ARTICLE —
Friday, December 18, 2009

Leading a Horse to Water

As I've mentioned before, I grew up in the heart of East Texas. My homeland has a simplicity of life that escapes the city slicker. There is a neighborliness that seems inherent in this type of life and which seems elusive to those who live in the more concentrated population centers. The extended family seems more important.  A closeness to your aunts, uncles and cousins seems a given there. Lest I paint a picture that country living is all goodness and virtue, I must also state that there are ugly things, too. Some are very ugly.

Simplicity of living often coexists with willful ignorance. Come to think of it, living in general usually coexists with willful ignorance, whether in the city or the country. Some of these country folks never question what they were taught as they were growing up. This can lead to wrong thinking and erroneous beliefs, all rooted in the ignorant notion that things are the way they are and that they don't get better and won't change.
 
The Ku Klux Klan had a foothold in the community I lived in--perhaps a tenuous foothold, but a foothold nonetheless. The KKK preys on ignorance because around this type of ignorance, racism flourishes like Johnson grass on an East Texas roadside. I grew up among some racists, and I'm sure there were people I knew who were secretly involved with the KKK, but it remained a secret, outside the knowledge of myself or many others in the community. It's not the kind of thing you would be proud of, like a new grandbaby. There would be few who would want talk about it.

I remember a time in the early 70s when the KKK approached our school to do some recruiting. They entered a meeting of Young Homemakers on the high school campus one evening, scaring those ladies nearly to death.

When I was in high school, I remember seeing signs promoting a Klan rally in the area. Not too many days after this rally, I remember seeing photos in a regional newspaper that had been taken at the rally. Amongst those photographed were two boys that went to our school. They were wearing their hoods like good little Kluxers, and were carrying guns, too. I remember how hateful and mean these boys were in their everyday lives. I remember wondering if their hatred came from being aligned with the Klan or if it was a more general hatred that drove them to the Klan.

I remember some people I knew had a card labeled a "Ni**er Hunting License". They would flash the card, thinking it funny. I remember how wrong it felt just to read that card.

I think we all carry around a touch of racism. There's certainly a meanness in us all.  Most of us are able to outgrow it with maturity, sort of like we overcome the unpleasantness of bed wetting. I also don't think that whites are necessarily the only ones guilty of race-focused hatred. It can come from both sides of the tracks.

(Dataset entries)

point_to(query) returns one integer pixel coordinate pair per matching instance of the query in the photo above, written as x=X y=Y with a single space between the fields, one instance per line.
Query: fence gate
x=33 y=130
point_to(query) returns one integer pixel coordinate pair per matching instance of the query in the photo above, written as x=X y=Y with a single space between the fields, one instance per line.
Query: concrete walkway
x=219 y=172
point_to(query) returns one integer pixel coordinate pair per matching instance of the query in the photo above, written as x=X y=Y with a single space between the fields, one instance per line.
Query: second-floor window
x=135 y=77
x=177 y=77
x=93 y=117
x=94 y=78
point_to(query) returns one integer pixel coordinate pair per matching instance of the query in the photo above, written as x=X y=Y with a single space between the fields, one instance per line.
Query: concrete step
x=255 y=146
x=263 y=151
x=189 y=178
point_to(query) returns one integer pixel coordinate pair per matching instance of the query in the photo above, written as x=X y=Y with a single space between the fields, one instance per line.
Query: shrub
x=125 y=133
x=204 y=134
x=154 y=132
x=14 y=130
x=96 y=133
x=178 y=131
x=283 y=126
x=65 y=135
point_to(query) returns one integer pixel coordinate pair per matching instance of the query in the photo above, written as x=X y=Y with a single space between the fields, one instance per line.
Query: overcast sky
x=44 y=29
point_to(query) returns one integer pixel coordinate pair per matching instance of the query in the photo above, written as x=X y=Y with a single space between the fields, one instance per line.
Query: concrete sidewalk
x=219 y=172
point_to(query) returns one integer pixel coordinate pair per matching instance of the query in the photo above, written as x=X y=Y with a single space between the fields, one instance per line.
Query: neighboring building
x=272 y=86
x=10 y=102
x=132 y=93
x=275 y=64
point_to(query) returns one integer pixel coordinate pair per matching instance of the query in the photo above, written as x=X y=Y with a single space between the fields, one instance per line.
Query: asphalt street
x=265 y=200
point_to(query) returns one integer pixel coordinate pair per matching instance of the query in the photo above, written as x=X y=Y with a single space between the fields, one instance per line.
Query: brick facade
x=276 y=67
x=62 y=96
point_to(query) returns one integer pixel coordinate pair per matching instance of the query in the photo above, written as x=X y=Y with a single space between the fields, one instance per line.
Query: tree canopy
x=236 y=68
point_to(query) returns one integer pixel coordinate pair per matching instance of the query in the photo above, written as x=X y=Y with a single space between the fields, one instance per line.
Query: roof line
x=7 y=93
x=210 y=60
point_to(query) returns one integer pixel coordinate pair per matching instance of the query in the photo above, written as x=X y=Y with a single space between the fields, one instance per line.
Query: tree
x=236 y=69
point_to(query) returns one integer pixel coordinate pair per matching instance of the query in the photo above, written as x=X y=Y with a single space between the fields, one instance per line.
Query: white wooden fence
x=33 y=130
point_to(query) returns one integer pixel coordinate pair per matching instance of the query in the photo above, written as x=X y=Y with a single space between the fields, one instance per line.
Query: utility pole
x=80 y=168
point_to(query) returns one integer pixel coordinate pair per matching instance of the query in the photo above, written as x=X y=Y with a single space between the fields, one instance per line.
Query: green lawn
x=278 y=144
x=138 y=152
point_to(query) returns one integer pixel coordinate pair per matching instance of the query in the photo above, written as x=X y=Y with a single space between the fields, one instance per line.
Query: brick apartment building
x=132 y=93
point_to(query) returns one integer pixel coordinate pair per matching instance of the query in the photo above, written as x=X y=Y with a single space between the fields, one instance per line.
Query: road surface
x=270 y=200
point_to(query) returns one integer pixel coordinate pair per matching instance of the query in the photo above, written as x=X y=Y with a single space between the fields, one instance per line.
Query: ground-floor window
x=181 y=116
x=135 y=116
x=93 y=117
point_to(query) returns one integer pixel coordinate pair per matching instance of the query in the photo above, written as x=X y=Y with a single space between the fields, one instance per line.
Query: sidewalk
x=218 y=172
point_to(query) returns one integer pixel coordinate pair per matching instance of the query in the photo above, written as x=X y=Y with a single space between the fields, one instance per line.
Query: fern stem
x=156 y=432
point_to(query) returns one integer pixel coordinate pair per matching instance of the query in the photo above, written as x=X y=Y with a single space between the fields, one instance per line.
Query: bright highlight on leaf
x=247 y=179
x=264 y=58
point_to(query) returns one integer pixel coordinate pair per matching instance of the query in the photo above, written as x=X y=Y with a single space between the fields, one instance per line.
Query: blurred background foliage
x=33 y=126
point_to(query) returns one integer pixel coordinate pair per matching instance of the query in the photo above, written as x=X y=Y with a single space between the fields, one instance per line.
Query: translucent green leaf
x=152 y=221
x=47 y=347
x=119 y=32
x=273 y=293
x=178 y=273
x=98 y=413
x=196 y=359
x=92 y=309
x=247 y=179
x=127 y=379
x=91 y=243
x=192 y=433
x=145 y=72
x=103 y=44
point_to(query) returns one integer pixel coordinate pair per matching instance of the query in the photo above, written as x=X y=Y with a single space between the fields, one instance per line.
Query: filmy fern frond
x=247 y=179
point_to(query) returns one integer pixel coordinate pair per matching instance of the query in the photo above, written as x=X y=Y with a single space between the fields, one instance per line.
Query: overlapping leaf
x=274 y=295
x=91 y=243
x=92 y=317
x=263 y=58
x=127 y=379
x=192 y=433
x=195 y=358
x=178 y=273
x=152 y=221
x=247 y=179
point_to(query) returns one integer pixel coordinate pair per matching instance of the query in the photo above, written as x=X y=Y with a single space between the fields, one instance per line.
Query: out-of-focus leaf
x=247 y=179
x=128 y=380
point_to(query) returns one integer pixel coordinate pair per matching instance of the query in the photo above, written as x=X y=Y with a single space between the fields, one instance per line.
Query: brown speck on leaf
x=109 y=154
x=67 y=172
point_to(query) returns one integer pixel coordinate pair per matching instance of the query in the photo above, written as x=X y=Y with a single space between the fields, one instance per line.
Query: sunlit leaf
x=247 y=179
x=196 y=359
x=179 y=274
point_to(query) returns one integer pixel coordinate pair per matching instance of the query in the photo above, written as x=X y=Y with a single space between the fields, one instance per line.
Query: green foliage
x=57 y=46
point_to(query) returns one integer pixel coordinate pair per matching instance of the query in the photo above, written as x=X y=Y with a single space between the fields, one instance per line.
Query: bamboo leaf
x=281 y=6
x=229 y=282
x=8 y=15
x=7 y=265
* * *
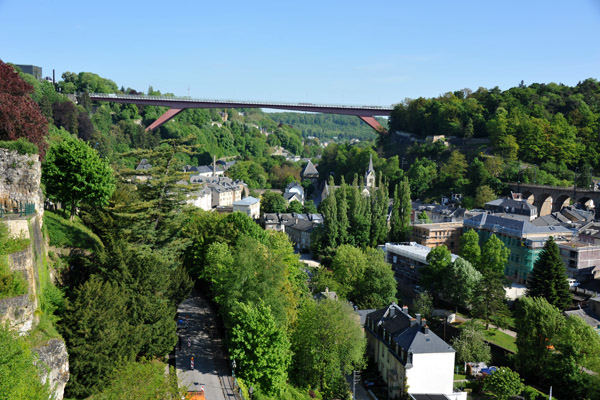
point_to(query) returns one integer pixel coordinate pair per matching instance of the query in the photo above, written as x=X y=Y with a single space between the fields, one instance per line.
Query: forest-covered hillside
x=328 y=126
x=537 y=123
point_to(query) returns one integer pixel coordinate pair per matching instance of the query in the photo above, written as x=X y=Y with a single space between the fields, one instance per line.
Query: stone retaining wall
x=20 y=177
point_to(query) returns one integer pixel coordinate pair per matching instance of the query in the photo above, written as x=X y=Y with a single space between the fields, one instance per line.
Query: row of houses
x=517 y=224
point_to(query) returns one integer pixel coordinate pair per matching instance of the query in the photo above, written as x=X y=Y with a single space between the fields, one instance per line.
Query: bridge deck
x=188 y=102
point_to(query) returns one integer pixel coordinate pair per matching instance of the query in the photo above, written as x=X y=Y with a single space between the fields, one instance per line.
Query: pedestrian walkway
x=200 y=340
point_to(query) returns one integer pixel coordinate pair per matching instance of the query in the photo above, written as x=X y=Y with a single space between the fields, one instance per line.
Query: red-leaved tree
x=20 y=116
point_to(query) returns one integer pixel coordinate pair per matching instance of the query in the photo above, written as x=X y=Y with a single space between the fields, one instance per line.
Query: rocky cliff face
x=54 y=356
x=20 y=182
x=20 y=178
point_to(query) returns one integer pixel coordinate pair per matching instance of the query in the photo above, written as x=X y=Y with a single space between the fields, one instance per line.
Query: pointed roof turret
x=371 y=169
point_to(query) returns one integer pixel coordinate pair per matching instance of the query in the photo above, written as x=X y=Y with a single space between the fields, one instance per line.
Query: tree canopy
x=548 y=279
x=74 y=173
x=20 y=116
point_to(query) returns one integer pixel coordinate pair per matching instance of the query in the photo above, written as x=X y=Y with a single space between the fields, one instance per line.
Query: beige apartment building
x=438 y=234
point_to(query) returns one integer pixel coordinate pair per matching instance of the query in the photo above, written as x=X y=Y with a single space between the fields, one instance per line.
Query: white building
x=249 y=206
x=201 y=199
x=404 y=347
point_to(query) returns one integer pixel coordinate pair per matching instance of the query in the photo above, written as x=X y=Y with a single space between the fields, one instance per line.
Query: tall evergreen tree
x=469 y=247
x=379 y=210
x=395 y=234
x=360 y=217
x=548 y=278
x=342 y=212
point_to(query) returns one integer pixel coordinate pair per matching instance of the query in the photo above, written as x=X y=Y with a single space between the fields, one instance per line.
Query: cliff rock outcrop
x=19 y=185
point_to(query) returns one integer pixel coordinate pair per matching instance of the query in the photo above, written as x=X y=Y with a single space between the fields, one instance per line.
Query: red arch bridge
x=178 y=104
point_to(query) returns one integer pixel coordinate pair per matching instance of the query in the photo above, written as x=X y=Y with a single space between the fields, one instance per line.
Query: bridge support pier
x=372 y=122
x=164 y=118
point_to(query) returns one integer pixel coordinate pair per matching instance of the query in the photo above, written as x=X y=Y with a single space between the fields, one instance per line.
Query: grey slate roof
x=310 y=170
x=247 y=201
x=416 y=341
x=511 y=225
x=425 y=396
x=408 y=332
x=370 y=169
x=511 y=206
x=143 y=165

CHALLENGES —
(1) Translate this sentence from the East Texas post into Spanish: "There's certainly a meanness in us all."
(2) Gather every line of the records that contains the string "walkway", matching case exactly.
The text and the records were taken from separate sources.

OUTPUTS —
(1) Sin duda hay cierta maldad en todos nosotros.

(2)
Query: concrete walkway
Query: pedestrian walkway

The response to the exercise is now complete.